Cuplikan Halaman »
··········
Berapa banyak orang yang berpuasa tapi hanya memperoleh lapar dan dahaga, dan berapa banyak orang yang melakukan shalat tahajud hanya mendapatkan kecapaian belaka. (Hadits)
Mencari orang-orang yang berpuasa di bulan Ramadhan tidaklah sulit, karena setiap umat Muslim memang diwajibkan berpuasa asalkan sesuai dengan rukun dan syaratnya. Karena otomatis jika dia mengaku muslim maka akan sangat dimungkinkan mereka berpuasa tak terkecuali orang tua renta maupun anak-anak sekalipun meskipun hanya sebagai program latihan.
Tidak sulit pula mencari orang yang
terlihat mematikan kompor di siang hari, ditutupnya restauran dan tempat
hiburan malam dan insan-insan yang dengan ikhlas menahan untuk
mengkonsumsi semua jenis makanan termasuk menahan diri untuk bertemu
istri-istri maupun suami-suami mereka demi untuk melepas kerinduan
(berhubungan intim) selayaknya di luar bulan suci Ramadhan.
Akan tetapi, sulit dan teramat sulit
memilah dan memilih orang yang benar-benar menjalankan puasa yang tidak
sekedar menahan makan dan minum serta menahan hubungan seksual suami
istri di mana orang tersebut benar-benar menghindarkan dirinya untuk
tidak bersikap sombong, angkuh, emosional, iri dengki, dan juga boros
ketika mereka menjalan puasa.
Beberapa indikator yang disebutkan di
atas sebenarnya merupakan elemen jiwa yang sungguh tidak mudah untuk
dihindari meskipun kepada orang yang berjuluk ulama sekalipun karena
puasa tidak terbatas pada siapa yang menjalankan (termasuk status
sosial) akan tetapi bagaimana mereka menjalankannya, benar-benar menjaga
kebersihan jiwanya dengan mencegah salah satu elemen di atas atau hanya
terbatas puasanya orang awam walaupun bisa jadi orang awam malah justru
mereka menjalankan puasa dengan dimensi religius tertinggi.
Ulama membagi puasa menjadi tiga model,
pertama puasanya awam dimana pelakunya adalah orang-orang yang rendah
keilmuannya dan taqorubnya (pendekatannya) kepada Allah menurut ulama
mereka cenderung memahami puasa hanya terbatas menahan lapar dan dahaga
saja tapi melupakan aspek lain yang semestinya ditinggalkan seperti
menahan diri untuk tidak mengumpat, mencela, menghina atau sekedar
berbicara yang tidak penting dan tidak melihat sesuatu yang yang tidak
dibenarkan oleh agama, yang kedua puasa orang khowas yaitu puasanya pada
ulama, di mana mereka melakukan puasa menyangkut dimensi yang lebih
baik dari masyarakat awam karena kedalaman ilmu dan tingkatan
ketakwaannya, puasa ketiga khowasu khowas yaitu puasanya para nabi
dimana dimensi ketuhanannya sangat istimewa jadi puasa mereka tidak
hanya sekedar mengontrol nafsu yang bersifat fisik saja akan tetapi juga
mengontrol nafsu psikis (rohani).
··········
Cuplikan Data »
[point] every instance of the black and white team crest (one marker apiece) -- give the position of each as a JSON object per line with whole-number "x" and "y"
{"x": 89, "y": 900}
··········
Soal Latihan »
**A)** Menurut teks tentang puasa Ramadhan, apa nama model puasa ketiga dan siapa pelakunya?
**B)** Tulis lanjutan teks tentang puasa Ramadhan, mulai setelah kalimat terakhirnya.

Jawaban yang Diharapkan »
**A)** Khowasu khowas, yaitu puasanya para nabi.

**B)**
Namun, apakah puasa benar-benar
berkaitan dengan kesehatan jiwa pelakunya? Sedangkan kita melihat di
sekitar kita orang-orang yang berpuasa tapi lupa kalau mereka berpuasa,
seperti berbohong dalam berdagang, mencampur adukkan dagangannya dengan
barang yang buruk, menaikkan harga semau mereka hingga membebani para
pembelinya, emosi dan tawuran masih menjadi rutinistas harian,
berfoya-foya dalam belanja, disiplin pekerja yang tidak juga menunjukkan
peningkatan yang positif, dan seabrek aktifitas fisik yang justru
meninggalkan nilai-nilai dari kejiwaan (rohani).
Seperti halnya Daradjat (1995:11) dalam artikel Pengaruh Puasa Terhadap Kesehatan Mental Oleh: Dra. Siti Uriana Rahmawati Fuad, MA memberi definisi kesehatan mental (jiwa), antara lain:
- Kesehatan mental adalah terhindarnya seseorang dari gejala gangguan jiwa (neurose) dan dari gejala-gejala penyakit jiwa (psychose).
- Kesehatan mental adalah kemampuan untuk mnyesuaikan diri dengan diri sendiri, dengan orang lain dan masyarakat serta lingkungan di mana ia hidup.
- Kesehatan mental adalah pengetahuan dan perbuatan yang bertujuan untuk mengembangkan dan memanfaatkan segala potensi, bakat, dan pembawaan yang ada semaksimal mungkin, sehingga membawa kepada kebahagiaan diri dan orang lain, serta terhindar dari gangguan dan penyakit jiwa.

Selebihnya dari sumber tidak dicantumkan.